* **Set problem**
Repeat, without any change, the entries presented below.

BEGIN Records for this task

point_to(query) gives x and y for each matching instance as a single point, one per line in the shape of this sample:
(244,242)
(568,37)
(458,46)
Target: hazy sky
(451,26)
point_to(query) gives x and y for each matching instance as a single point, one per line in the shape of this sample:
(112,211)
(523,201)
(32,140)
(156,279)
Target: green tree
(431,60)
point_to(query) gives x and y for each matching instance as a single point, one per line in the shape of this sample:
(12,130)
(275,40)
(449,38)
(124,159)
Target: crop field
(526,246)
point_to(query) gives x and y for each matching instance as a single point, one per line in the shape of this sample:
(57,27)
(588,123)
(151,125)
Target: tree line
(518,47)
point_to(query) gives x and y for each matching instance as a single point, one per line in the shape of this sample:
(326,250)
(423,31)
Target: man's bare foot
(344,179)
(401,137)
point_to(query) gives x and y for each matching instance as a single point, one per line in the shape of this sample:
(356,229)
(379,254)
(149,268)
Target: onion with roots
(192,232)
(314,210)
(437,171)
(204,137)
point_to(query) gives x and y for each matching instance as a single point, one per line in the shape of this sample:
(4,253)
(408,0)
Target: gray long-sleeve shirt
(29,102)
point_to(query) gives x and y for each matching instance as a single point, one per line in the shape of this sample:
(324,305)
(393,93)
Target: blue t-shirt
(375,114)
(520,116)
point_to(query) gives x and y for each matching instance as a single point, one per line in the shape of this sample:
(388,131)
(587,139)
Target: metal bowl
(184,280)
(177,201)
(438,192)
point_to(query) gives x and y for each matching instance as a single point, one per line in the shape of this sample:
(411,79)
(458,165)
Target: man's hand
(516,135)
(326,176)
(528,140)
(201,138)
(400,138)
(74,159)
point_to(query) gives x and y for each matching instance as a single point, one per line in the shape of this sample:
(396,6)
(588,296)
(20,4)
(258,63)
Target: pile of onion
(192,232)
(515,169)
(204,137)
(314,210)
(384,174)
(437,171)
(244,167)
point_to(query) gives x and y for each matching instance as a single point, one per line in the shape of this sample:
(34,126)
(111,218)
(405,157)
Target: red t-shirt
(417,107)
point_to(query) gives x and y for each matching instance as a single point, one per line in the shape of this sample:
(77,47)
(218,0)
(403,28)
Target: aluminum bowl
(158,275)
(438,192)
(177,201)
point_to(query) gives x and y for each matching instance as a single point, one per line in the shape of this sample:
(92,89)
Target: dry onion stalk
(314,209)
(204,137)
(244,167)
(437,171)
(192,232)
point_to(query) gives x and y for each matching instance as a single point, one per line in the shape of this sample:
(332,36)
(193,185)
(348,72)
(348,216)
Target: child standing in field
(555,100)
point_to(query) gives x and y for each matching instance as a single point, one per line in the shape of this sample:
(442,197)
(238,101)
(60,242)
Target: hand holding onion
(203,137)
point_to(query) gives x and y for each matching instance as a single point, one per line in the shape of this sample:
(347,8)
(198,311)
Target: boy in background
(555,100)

END Records for this task

* **Solution below**
point_to(query) gives x and y for each matching instance as a single point, one per line in the shape of this sample:
(244,242)
(568,37)
(458,46)
Target: hazy sky
(451,26)
point_to(query) gives x and y for each matching instance as a single point, one per line in the shape of this sample:
(112,211)
(523,201)
(32,140)
(156,279)
Target: green tree
(431,60)
point_to(query) gives x and y for each matching instance as a single point, one per line in the shape of this sample:
(12,130)
(275,40)
(449,38)
(124,159)
Target: crop field
(526,246)
point_to(query) gives x and y for each matching instance as a single point, one per line in the shape of this sample:
(57,27)
(588,123)
(151,125)
Target: tree line
(518,47)
point_to(query) gives x and y for each matching instance as a single point, one per line in the shape of this sample:
(326,250)
(423,31)
Target: man's bare foot
(344,179)
(401,137)
point_to(query) gives x and y for each matching instance as a single point, one per line in the shape of this sample:
(356,229)
(379,254)
(149,268)
Target: onion with roots
(192,232)
(314,210)
(437,171)
(204,137)
point_to(query) gives x and y for each matching instance as a single point, one per line in the shape of this sample:
(4,253)
(408,0)
Target: gray long-sleeve shirt
(29,102)
point_to(query) gives x and y for each matching instance as a single point, one per line in the shape of this sample:
(324,305)
(393,93)
Target: blue t-shirt
(375,114)
(520,116)
point_to(query) gives x and y for each matching instance as a single point, one per line in the shape of this sample:
(388,131)
(587,139)
Target: metal bowl
(184,280)
(177,201)
(438,192)
point_to(query) gives x and y for each matching instance as a single point, one per line in the shape of this sample:
(411,79)
(458,165)
Target: man's hand
(516,135)
(326,176)
(528,140)
(201,138)
(400,138)
(74,159)
point_to(query) gives x and y for each matching instance as a single point, one per line in the shape of this sample:
(396,6)
(588,296)
(20,4)
(258,63)
Target: pile of onion
(192,232)
(515,169)
(204,137)
(314,210)
(384,174)
(437,171)
(244,167)
point_to(query) gives x and y for each matching instance as a single point, one per line in the shape of this sample:
(34,126)
(111,218)
(405,157)
Target: red t-shirt
(417,107)
point_to(query) gives x and y for each matching instance as a single point, one per line in the shape of this sample:
(77,47)
(218,0)
(403,28)
Target: aluminum bowl
(158,275)
(438,192)
(177,201)
point_to(query) gives x and y for each matching instance as a single point, one per line in the shape of this sample:
(92,89)
Target: dry onion stalk
(314,209)
(204,137)
(244,167)
(437,171)
(192,232)
point_to(query) gives x and y for each matching instance as a single point, one per line in the shape of this sample:
(332,36)
(193,185)
(348,72)
(348,216)
Target: child standing in field
(555,100)
point_to(query) gives x and y for each matching instance as a single point, one per line in the shape of this sample:
(442,197)
(238,101)
(60,242)
Target: hand holding onion
(203,137)
point_to(query) gives x and y for each matching instance as a single point, one per line in the shape of this sample:
(347,8)
(198,311)
Target: boy in background
(555,100)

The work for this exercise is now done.